(Natural-language object grounding data)
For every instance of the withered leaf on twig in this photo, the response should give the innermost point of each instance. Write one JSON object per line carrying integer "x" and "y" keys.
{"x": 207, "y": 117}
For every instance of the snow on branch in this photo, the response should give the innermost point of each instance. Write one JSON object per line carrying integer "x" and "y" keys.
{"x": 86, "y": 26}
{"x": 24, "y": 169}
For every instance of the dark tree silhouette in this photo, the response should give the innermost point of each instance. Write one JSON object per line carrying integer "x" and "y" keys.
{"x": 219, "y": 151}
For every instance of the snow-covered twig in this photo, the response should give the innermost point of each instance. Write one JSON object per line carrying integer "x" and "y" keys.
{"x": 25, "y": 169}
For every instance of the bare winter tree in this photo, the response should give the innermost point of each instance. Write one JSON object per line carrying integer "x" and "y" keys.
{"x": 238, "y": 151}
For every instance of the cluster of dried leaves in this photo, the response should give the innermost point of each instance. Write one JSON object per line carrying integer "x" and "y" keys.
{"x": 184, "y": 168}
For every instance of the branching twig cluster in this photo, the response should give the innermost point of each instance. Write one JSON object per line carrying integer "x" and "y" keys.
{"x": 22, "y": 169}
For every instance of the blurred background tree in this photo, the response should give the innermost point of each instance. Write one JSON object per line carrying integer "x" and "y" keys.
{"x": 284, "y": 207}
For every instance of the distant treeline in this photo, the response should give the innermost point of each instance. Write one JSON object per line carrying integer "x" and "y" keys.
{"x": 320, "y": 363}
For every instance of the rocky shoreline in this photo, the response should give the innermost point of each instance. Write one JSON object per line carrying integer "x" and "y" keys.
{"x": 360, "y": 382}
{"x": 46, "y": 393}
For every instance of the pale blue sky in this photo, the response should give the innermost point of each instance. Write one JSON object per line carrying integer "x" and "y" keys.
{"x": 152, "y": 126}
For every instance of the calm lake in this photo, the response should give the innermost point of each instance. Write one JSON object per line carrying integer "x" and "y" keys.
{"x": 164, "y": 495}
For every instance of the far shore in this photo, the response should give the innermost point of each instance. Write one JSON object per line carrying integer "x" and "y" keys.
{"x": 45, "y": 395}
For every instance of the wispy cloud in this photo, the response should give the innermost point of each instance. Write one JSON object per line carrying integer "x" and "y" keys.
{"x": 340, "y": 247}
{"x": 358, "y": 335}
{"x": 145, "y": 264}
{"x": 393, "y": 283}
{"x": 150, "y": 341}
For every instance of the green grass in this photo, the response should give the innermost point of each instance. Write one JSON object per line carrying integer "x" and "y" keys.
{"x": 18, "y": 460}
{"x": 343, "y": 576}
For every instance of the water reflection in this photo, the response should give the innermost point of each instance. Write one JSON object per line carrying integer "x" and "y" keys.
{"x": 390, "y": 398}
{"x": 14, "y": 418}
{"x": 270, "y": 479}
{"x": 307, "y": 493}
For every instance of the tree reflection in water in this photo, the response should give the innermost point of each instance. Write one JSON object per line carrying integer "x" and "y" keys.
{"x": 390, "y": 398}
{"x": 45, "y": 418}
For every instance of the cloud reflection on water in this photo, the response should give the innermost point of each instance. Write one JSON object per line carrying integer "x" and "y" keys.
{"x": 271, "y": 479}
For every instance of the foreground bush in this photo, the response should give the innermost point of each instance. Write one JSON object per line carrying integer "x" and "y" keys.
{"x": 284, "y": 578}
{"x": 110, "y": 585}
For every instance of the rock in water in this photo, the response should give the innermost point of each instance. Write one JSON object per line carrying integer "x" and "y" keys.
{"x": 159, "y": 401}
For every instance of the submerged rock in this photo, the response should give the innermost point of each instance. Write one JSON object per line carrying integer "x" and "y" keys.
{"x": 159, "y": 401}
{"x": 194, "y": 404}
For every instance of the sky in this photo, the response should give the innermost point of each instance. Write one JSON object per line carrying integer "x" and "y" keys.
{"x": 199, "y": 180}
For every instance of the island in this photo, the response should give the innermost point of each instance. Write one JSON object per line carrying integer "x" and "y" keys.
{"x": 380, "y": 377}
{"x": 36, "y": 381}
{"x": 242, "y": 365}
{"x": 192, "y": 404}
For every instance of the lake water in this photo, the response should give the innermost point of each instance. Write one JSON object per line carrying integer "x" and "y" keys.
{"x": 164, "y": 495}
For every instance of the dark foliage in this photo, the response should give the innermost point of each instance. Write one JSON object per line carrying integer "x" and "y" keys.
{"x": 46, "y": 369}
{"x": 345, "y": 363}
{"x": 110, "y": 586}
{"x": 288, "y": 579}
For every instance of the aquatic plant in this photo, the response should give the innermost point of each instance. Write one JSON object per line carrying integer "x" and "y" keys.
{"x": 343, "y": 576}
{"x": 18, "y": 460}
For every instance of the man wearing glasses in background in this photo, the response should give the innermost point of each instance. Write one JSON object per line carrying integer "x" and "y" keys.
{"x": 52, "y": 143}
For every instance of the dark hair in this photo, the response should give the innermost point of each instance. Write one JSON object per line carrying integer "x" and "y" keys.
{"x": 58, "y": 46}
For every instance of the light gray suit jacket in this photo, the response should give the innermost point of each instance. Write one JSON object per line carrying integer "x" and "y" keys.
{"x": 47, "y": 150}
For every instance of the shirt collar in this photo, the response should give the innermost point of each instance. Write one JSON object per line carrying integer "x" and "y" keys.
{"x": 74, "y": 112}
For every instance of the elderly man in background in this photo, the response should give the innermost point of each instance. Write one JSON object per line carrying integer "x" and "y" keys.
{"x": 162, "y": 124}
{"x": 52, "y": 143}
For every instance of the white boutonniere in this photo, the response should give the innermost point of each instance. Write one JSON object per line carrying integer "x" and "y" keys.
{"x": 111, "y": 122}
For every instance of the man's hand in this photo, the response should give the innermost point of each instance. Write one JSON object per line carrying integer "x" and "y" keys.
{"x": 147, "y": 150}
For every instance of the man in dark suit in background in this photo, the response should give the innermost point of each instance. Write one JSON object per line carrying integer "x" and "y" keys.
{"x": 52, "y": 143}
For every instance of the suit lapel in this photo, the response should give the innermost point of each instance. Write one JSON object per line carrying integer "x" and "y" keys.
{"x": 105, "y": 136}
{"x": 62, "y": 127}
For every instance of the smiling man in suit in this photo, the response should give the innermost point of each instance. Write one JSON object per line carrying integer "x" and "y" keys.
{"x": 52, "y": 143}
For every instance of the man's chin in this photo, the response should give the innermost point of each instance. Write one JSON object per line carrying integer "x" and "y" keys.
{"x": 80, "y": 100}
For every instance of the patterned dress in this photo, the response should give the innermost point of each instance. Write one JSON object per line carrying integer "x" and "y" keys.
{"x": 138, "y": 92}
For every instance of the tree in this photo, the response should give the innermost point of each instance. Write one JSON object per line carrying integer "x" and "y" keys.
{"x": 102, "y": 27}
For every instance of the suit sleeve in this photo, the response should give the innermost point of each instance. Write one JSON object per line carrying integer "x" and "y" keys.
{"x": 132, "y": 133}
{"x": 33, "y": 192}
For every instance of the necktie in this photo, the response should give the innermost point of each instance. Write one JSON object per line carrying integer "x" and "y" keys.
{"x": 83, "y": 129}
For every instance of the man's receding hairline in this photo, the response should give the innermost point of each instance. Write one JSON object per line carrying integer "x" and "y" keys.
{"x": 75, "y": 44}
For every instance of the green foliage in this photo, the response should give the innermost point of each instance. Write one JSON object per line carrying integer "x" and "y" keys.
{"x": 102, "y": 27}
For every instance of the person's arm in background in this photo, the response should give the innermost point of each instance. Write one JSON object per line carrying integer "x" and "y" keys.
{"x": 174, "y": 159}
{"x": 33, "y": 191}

> **WHAT TO WORK ON**
Every entry above should be returned exactly as written.

> **FINISHED TASK**
For every instance of the withered leaf on twig in this photo, the response should give the innermost point of each instance. Write one JSON object per line carrying integer "x" and "y" keys.
{"x": 207, "y": 117}
For every instance of the snow on branch in this photo, the response should give the innermost point of each instance. Write one JSON object per line carrying integer "x" and "y" keys.
{"x": 86, "y": 26}
{"x": 24, "y": 169}
For every instance of the dark tree silhouette in this photo, the response should give the innermost point of each instance. Write one JSON object per line carrying integer "x" and "y" keys.
{"x": 219, "y": 151}
For every instance of the snow-covered twig in this photo, the response should give the innermost point of each instance. Write one JSON object per line carrying integer "x" and "y" keys.
{"x": 25, "y": 169}
For every instance of the bare winter tree in this photo, the response should give the innermost point of each instance. Write one JSON object per line carrying integer "x" and "y" keys.
{"x": 238, "y": 151}
For every instance of the cluster of dried leaves in this photo, the response should give the innermost point of each instance. Write one JSON object per line carrying integer "x" and "y" keys.
{"x": 184, "y": 168}
For every instance of the branching twig cluster in this photo, the response should give the innermost point of each instance. Write one JSON object per line carrying integer "x" and "y" keys.
{"x": 22, "y": 169}
For every instance of the blurred background tree in this photo, the response should give the innermost point of each instance. Write one JSON object per line carrying integer "x" and "y" keys.
{"x": 284, "y": 207}
For every instance of the distant treeline in this photo, the response should give the innermost point of each instance. Write one JSON object per line carrying integer "x" and "y" keys.
{"x": 320, "y": 363}
For every instance of the rocky shoreline in this photo, the response should give the innermost point of each instance. Write one JSON object per line carrying integer "x" and "y" keys.
{"x": 360, "y": 382}
{"x": 46, "y": 393}
For every instance of the pale blue sky in this photo, the response should give the innermost point of each instance. Write one JSON object per line carrying integer "x" and "y" keys.
{"x": 152, "y": 126}
For every instance of the calm lake in this photo, the response should give the innermost point of each instance. Write one JSON object per line carrying integer "x" and "y" keys.
{"x": 164, "y": 495}
For every instance of the far shore in this photo, the response should give the innermost point of each instance. Write one JSON object per line carrying integer "x" and "y" keys.
{"x": 45, "y": 395}
For every instance of the wispy cloud in this photo, the response should give the innermost point of each instance. Write one JSON object per line carrying integer "x" and "y" keys.
{"x": 340, "y": 247}
{"x": 358, "y": 335}
{"x": 145, "y": 264}
{"x": 393, "y": 283}
{"x": 150, "y": 341}
For every instance of the green grass in this photo, the response should give the innermost point of each instance. Write one JSON object per line carrying integer "x" and "y" keys.
{"x": 18, "y": 460}
{"x": 343, "y": 576}
For every instance of the water reflection in this photo, the response should give the innermost point of each instance. Write one JSON object per line carrying integer "x" and "y" keys.
{"x": 390, "y": 398}
{"x": 14, "y": 418}
{"x": 270, "y": 479}
{"x": 307, "y": 493}
For every instance of the tree reflection in water in this photo, the response should give the innermost point of each instance. Write one JSON object per line carrying integer "x" and "y" keys.
{"x": 390, "y": 398}
{"x": 45, "y": 418}
For every instance of the cloud reflection on water in this photo, the response should give the innermost point of each instance. Write one JSON object per line carrying integer "x" and "y" keys.
{"x": 271, "y": 479}
For every instance of the foreground bush in this photo, the response should give the innermost point of each instance. Write one JSON object per line carrying integer "x" and "y" keys.
{"x": 284, "y": 578}
{"x": 110, "y": 585}
For every instance of the rock in water in this photo, the response should give the innermost point of each instance. Write one JSON object per line carrying integer "x" and "y" keys.
{"x": 159, "y": 401}
For every instance of the submerged rock in this photo, the response should give the innermost point of each instance. Write one JSON object per line carrying integer "x" and "y" keys.
{"x": 159, "y": 401}
{"x": 194, "y": 404}
For every instance of the sky in this photo, the response should give the innermost point of each instance. Write one JSON object per line carrying integer "x" and "y" keys.
{"x": 199, "y": 180}
For every instance of the island in this photo, the response should give the innermost point of each instance. Write one JSON object per line carrying integer "x" and "y" keys.
{"x": 380, "y": 377}
{"x": 36, "y": 381}
{"x": 242, "y": 365}
{"x": 192, "y": 404}
For every instance of the lake water in this photo, the response should give the innermost point of each instance. Write one JSON object per line carrying integer "x" and "y" keys.
{"x": 164, "y": 495}
For every instance of the dark foliage in this photo, the response should give the innermost point of each instance. Write one JSON object per line carrying integer "x" and "y" keys.
{"x": 46, "y": 369}
{"x": 345, "y": 363}
{"x": 110, "y": 586}
{"x": 288, "y": 579}
For every instance of the aquatic plant in this photo, the response should give the innermost point of each instance. Write one JSON object per line carrying integer "x" and "y" keys.
{"x": 343, "y": 576}
{"x": 18, "y": 460}
For every instance of the man wearing glasses in background in this photo, the response should give the innermost point of each instance. Write one JSON object per line carrying integer "x" and "y" keys.
{"x": 52, "y": 143}
For every instance of the dark hair in this photo, the response should give the innermost point of each instance. Write one JSON object per line carrying integer "x" and "y" keys.
{"x": 58, "y": 46}
For every instance of the light gray suit jacket in this photo, the response should give the innermost point of each instance. Write one JSON object per line carrying integer "x" and "y" keys.
{"x": 47, "y": 150}
For every instance of the shirt collar in this photo, the response should give the innermost point of each instance. Write one JSON object per line carrying integer "x" and "y" keys.
{"x": 74, "y": 112}
For every instance of the elderly man in background in this photo, the response should give the innermost point of each instance. Write one JSON object per line carrying integer "x" and "y" keys.
{"x": 162, "y": 124}
{"x": 52, "y": 143}
For every instance of the white boutonniere in this photo, the response should give the innermost point of each instance. Write one JSON object per line carrying integer "x" and "y" keys.
{"x": 111, "y": 122}
For every instance of the man's hand in this photo, the response should give the innermost point of each instance. Write one JSON object per line carrying integer "x" and "y" keys.
{"x": 147, "y": 150}
For every instance of the man in dark suit in background in this photo, the response should give the innermost point of each instance. Write one JSON object per line carrying integer "x" and "y" keys.
{"x": 52, "y": 143}
For every instance of the suit lapel in this photo, the response should give the innermost point of each instance. Write one JSON object per line carrying integer "x" and "y" keys.
{"x": 105, "y": 136}
{"x": 62, "y": 127}
For every instance of the smiling man in suit in this photo, the response should give the innermost point of each instance. Write one JSON object per line carrying integer "x" and "y" keys.
{"x": 52, "y": 143}
For every instance of the man's chin in this photo, the response should give the innermost point of each instance. Write one JSON object per line carrying integer "x" and "y" keys.
{"x": 80, "y": 100}
For every instance of the patterned dress in this photo, the response should give the innermost point of each instance. Write one JSON object per line carrying integer "x" and "y" keys.
{"x": 138, "y": 92}
For every instance of the tree in this photo, the response should give the innermost point of each instance. Write one JSON object per line carrying integer "x" and "y" keys.
{"x": 102, "y": 27}
For every instance of the suit sleeve in this photo, the response should give the innermost point of each instance. Write one JSON object per line carrying integer "x" and "y" keys.
{"x": 132, "y": 133}
{"x": 33, "y": 192}
For every instance of the necktie in this photo, the response should give the innermost point of each instance. Write one JSON object per line carrying integer "x" and "y" keys.
{"x": 83, "y": 129}
For every instance of the man's receding hairline in this photo, the response should give the innermost point of each instance. Write one JSON object per line carrying integer "x" and "y" keys.
{"x": 75, "y": 44}
For every instance of the green foliage in this photo, the response should give the innermost point of each instance. Write one JSON object per line carrying integer "x" and "y" keys.
{"x": 102, "y": 27}
For every instance of the person's arm in background in this photo, the response should give the innermost point of each instance. Write one JSON object per line carrying integer "x" and "y" keys.
{"x": 174, "y": 159}
{"x": 33, "y": 191}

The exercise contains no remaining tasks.